**What to work on:**
Filter the entries for lines with the word "brown".

**Recorded information:**

Segment Open

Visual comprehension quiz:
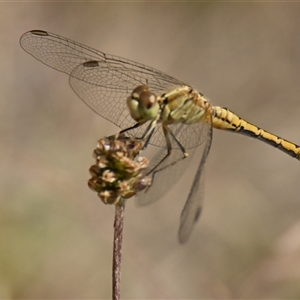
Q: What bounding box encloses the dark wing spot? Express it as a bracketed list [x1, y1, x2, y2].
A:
[194, 207, 202, 222]
[82, 60, 100, 67]
[31, 30, 49, 36]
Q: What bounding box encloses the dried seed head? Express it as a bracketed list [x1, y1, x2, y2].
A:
[88, 134, 151, 205]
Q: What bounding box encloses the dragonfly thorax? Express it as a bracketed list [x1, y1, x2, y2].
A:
[127, 85, 160, 123]
[160, 85, 211, 125]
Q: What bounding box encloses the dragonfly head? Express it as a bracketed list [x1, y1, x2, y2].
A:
[127, 85, 160, 122]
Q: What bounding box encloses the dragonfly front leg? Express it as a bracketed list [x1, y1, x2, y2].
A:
[113, 118, 158, 149]
[107, 121, 147, 142]
[117, 121, 146, 137]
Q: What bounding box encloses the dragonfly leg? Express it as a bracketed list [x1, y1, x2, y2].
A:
[107, 121, 147, 141]
[169, 129, 188, 157]
[145, 125, 188, 191]
[111, 118, 159, 151]
[118, 121, 146, 136]
[142, 126, 156, 149]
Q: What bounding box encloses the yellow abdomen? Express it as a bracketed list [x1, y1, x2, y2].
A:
[212, 106, 300, 160]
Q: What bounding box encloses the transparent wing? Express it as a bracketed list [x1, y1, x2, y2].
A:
[178, 126, 213, 243]
[20, 30, 209, 148]
[19, 30, 183, 93]
[19, 30, 182, 124]
[136, 122, 211, 205]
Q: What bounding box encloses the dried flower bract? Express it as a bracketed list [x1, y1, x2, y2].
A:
[88, 135, 151, 205]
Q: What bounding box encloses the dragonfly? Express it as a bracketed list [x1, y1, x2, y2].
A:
[20, 30, 300, 243]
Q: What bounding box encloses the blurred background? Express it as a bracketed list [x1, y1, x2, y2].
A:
[2, 2, 300, 299]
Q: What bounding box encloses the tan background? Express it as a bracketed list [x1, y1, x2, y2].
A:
[2, 2, 300, 299]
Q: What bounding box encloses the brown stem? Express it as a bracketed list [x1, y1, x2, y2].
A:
[112, 201, 125, 300]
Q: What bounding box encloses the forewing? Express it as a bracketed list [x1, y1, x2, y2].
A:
[20, 30, 184, 124]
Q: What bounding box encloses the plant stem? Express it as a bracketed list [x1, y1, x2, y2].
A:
[112, 201, 125, 300]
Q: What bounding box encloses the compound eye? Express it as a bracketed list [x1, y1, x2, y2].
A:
[127, 85, 159, 122]
[131, 85, 149, 100]
[139, 91, 157, 109]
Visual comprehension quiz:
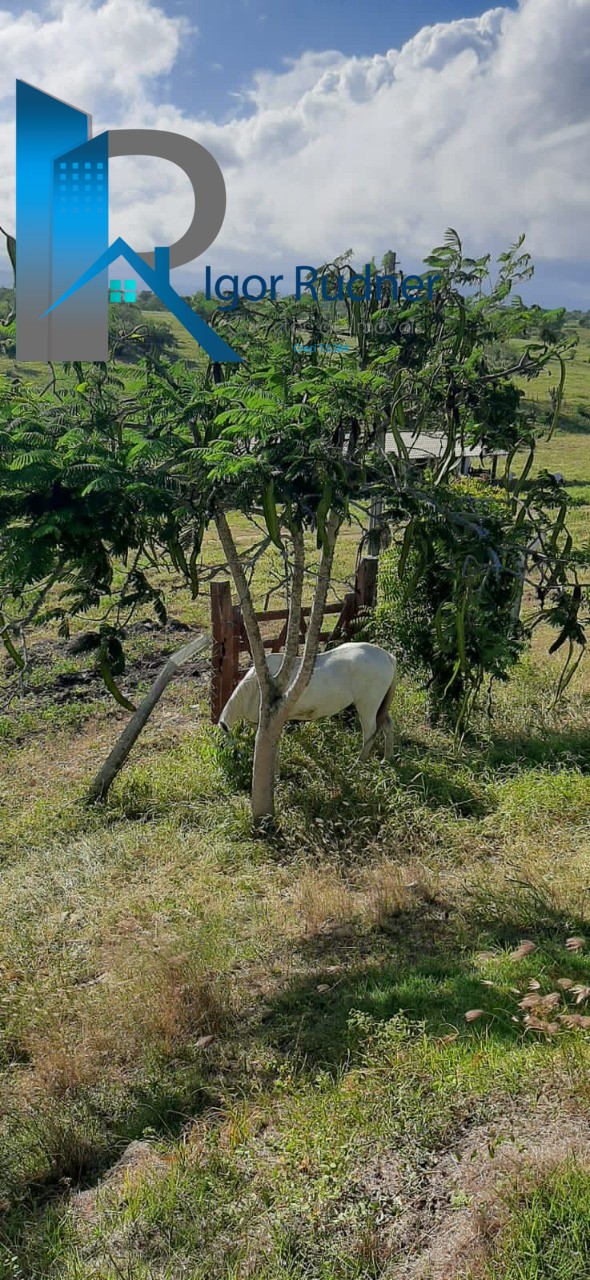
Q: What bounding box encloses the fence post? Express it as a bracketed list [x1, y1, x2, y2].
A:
[210, 581, 240, 723]
[355, 556, 378, 609]
[332, 592, 357, 642]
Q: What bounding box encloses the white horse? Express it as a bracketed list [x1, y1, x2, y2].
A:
[219, 641, 397, 761]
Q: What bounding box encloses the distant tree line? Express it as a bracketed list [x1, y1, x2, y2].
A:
[564, 308, 590, 329]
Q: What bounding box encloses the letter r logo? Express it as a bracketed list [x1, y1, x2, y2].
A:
[16, 81, 240, 362]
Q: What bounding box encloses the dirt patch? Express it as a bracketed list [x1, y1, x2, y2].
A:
[382, 1097, 590, 1278]
[38, 1086, 590, 1276]
[71, 1139, 170, 1225]
[1, 619, 209, 714]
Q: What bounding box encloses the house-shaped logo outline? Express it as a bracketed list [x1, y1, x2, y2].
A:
[42, 237, 242, 363]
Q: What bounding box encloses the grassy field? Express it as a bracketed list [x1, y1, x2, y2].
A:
[1, 337, 590, 1278]
[0, 310, 204, 382]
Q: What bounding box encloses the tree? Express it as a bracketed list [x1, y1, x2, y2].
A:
[0, 227, 587, 824]
[137, 291, 167, 311]
[360, 231, 587, 725]
[184, 291, 219, 323]
[0, 225, 16, 356]
[189, 235, 586, 808]
[371, 478, 529, 729]
[0, 359, 193, 688]
[0, 303, 391, 821]
[202, 351, 389, 821]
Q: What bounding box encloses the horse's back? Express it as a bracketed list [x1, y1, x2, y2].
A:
[278, 642, 395, 720]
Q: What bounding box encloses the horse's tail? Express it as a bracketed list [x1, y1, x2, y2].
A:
[375, 657, 397, 730]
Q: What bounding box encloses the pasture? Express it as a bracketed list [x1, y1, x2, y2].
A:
[0, 335, 590, 1278]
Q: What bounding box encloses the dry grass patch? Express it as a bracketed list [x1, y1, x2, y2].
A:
[389, 1099, 590, 1279]
[289, 859, 439, 939]
[360, 860, 437, 930]
[20, 932, 231, 1097]
[291, 866, 358, 937]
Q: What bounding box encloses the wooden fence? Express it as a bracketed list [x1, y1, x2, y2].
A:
[210, 556, 378, 722]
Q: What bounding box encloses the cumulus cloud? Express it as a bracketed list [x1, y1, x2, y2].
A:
[0, 0, 188, 109]
[0, 0, 589, 295]
[209, 0, 590, 269]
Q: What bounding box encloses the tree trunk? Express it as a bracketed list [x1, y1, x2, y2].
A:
[216, 506, 342, 825]
[368, 423, 385, 556]
[86, 634, 209, 804]
[511, 549, 527, 627]
[251, 715, 282, 823]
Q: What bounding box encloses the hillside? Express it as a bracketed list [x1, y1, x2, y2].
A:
[0, 329, 589, 1279]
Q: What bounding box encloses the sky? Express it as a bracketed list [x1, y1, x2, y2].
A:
[1, 0, 590, 307]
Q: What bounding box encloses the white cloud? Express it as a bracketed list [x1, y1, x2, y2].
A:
[206, 0, 590, 270]
[1, 0, 590, 296]
[0, 0, 189, 109]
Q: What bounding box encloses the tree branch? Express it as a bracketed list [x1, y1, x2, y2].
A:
[86, 633, 209, 804]
[215, 508, 277, 706]
[282, 509, 341, 714]
[276, 523, 305, 693]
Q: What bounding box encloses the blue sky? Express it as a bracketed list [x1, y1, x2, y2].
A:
[1, 0, 589, 309]
[165, 0, 518, 120]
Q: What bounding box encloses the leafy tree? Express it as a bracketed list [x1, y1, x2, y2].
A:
[0, 226, 587, 824]
[191, 236, 586, 805]
[0, 308, 388, 820]
[0, 286, 14, 319]
[184, 291, 219, 323]
[371, 478, 528, 729]
[362, 231, 587, 725]
[137, 290, 167, 311]
[202, 350, 389, 821]
[0, 360, 185, 672]
[0, 227, 16, 355]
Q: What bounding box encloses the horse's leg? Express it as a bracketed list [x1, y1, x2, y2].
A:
[357, 703, 378, 762]
[382, 714, 394, 760]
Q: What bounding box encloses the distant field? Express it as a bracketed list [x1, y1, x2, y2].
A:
[139, 308, 207, 365]
[512, 325, 590, 527]
[516, 323, 590, 423]
[0, 309, 204, 381]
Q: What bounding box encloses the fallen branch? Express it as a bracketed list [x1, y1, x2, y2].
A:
[86, 633, 210, 804]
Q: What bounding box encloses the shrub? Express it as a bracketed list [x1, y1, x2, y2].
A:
[371, 476, 527, 730]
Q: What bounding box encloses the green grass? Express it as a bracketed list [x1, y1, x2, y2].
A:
[2, 641, 590, 1276]
[141, 308, 207, 365]
[481, 1160, 590, 1280]
[0, 337, 590, 1277]
[518, 324, 590, 418]
[513, 325, 590, 509]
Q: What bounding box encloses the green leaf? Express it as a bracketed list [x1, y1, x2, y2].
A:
[99, 640, 135, 712]
[0, 611, 24, 670]
[548, 627, 569, 655]
[0, 226, 16, 285]
[262, 478, 281, 547]
[315, 480, 333, 552]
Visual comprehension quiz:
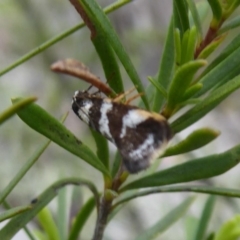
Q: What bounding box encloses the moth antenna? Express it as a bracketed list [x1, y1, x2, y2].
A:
[85, 85, 93, 92]
[113, 87, 136, 103]
[125, 93, 143, 105]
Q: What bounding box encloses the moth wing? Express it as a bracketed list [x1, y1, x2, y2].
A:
[114, 115, 170, 173]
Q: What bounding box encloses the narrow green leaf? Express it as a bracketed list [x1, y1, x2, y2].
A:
[193, 195, 216, 240]
[0, 178, 98, 239]
[134, 197, 195, 240]
[148, 77, 167, 100]
[57, 188, 68, 240]
[197, 33, 226, 59]
[12, 99, 109, 176]
[214, 215, 240, 240]
[0, 205, 32, 222]
[207, 0, 222, 25]
[91, 130, 109, 169]
[68, 197, 95, 240]
[37, 207, 60, 240]
[219, 15, 240, 34]
[181, 29, 190, 64]
[0, 97, 36, 125]
[175, 28, 182, 66]
[198, 33, 240, 80]
[187, 0, 203, 39]
[152, 18, 175, 112]
[0, 113, 68, 205]
[182, 83, 202, 100]
[115, 185, 240, 209]
[165, 59, 206, 116]
[196, 43, 240, 97]
[90, 21, 123, 94]
[121, 144, 240, 190]
[173, 0, 190, 35]
[163, 128, 220, 157]
[174, 98, 201, 109]
[171, 75, 240, 133]
[77, 0, 149, 109]
[186, 26, 197, 62]
[93, 39, 123, 94]
[111, 151, 121, 178]
[0, 139, 51, 205]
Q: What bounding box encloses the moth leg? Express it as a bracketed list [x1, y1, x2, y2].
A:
[113, 87, 135, 102]
[125, 93, 143, 105]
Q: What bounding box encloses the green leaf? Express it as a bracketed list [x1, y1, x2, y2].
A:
[182, 83, 202, 100]
[57, 188, 68, 240]
[197, 33, 226, 59]
[134, 197, 195, 240]
[92, 34, 123, 94]
[186, 26, 197, 61]
[0, 112, 68, 205]
[187, 0, 203, 39]
[90, 130, 109, 169]
[0, 205, 32, 222]
[173, 0, 190, 35]
[152, 18, 175, 112]
[0, 97, 36, 125]
[163, 128, 220, 157]
[79, 2, 124, 94]
[37, 207, 60, 240]
[68, 197, 95, 240]
[219, 15, 240, 34]
[190, 1, 210, 31]
[111, 151, 121, 178]
[214, 215, 240, 240]
[165, 59, 206, 116]
[148, 77, 167, 101]
[77, 0, 149, 109]
[0, 178, 98, 239]
[12, 99, 110, 176]
[181, 26, 197, 64]
[195, 42, 240, 97]
[175, 28, 182, 65]
[193, 195, 216, 240]
[207, 0, 222, 27]
[198, 33, 240, 79]
[0, 139, 51, 205]
[115, 185, 240, 208]
[121, 144, 240, 190]
[171, 75, 240, 133]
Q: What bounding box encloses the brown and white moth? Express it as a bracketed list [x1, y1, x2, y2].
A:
[72, 88, 172, 174]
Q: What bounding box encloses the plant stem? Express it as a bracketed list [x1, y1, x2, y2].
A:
[92, 196, 113, 240]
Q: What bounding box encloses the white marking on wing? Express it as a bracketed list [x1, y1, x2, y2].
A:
[99, 102, 113, 141]
[120, 110, 147, 138]
[129, 134, 155, 161]
[74, 90, 79, 97]
[78, 100, 93, 124]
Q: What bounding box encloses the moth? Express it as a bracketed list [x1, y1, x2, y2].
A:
[72, 88, 172, 173]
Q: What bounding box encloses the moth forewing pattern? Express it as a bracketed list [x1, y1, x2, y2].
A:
[72, 90, 172, 173]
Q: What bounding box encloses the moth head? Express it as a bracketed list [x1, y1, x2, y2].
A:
[72, 90, 93, 124]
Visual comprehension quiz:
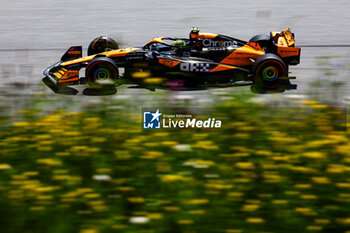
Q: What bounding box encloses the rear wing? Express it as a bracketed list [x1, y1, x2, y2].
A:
[271, 28, 301, 65]
[271, 28, 295, 47]
[283, 28, 295, 47]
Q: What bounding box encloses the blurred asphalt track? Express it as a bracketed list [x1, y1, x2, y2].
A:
[0, 0, 349, 108]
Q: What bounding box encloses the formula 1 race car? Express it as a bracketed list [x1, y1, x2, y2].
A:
[43, 27, 301, 94]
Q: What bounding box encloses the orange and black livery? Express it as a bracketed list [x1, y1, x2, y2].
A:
[43, 27, 301, 93]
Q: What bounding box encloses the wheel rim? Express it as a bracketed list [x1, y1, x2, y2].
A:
[86, 60, 119, 87]
[255, 60, 286, 89]
[262, 66, 278, 81]
[94, 68, 110, 81]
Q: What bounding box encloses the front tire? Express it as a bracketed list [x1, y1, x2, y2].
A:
[85, 57, 119, 88]
[87, 36, 119, 56]
[253, 54, 287, 89]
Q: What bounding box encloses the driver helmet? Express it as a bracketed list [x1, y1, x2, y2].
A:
[190, 27, 200, 40]
[173, 40, 187, 47]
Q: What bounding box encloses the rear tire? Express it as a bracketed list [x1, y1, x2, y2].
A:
[85, 57, 119, 88]
[253, 54, 287, 89]
[249, 34, 271, 51]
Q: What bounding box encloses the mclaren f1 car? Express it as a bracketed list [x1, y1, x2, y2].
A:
[43, 27, 301, 94]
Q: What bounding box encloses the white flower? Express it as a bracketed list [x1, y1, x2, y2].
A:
[0, 164, 11, 170]
[92, 174, 111, 181]
[173, 144, 192, 152]
[129, 216, 149, 224]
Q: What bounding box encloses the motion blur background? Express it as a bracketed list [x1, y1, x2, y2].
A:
[0, 0, 349, 98]
[0, 1, 350, 233]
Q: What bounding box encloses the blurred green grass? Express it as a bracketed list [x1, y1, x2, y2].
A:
[0, 92, 349, 233]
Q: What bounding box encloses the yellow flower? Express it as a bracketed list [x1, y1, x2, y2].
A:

Segment Closed

**Result:**
Q: What bounding box encloses the brown stem? Express it as a bracketed list [x1, y1, x2, y2].
Q: What bounding box encloses the brown and white moth? Express it as a bracketed list [x1, y1, x2, y2].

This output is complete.